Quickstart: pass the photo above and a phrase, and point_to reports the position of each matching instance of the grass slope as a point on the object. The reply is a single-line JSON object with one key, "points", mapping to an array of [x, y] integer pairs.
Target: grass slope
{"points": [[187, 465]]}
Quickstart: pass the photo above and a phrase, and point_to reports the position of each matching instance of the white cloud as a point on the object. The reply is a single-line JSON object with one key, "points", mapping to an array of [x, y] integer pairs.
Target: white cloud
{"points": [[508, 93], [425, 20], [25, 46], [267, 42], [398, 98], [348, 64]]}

◆ Instructions for the task:
Reproduce every line of the data above verbatim, with no changes.

◆ Response to this exercise:
Quickstart: pass the photo above and a phrase, and point_to reports the position of each matching instance of the grass slope as a point on the object. The reply is a single-line JSON object with one key, "points", mapping to an array of [x, y] integer pairs.
Target: grass slope
{"points": [[187, 465]]}
Quickstart: pass the photo above and a phrase, and point_to reports the position of each matching instance of the white cloud as a point on the object. The reply is a single-line JSON object with one key, "points", mapping to an array of [x, y] integer pairs.
Target: white cloud
{"points": [[508, 93], [425, 20], [25, 46], [267, 42], [398, 98], [348, 64]]}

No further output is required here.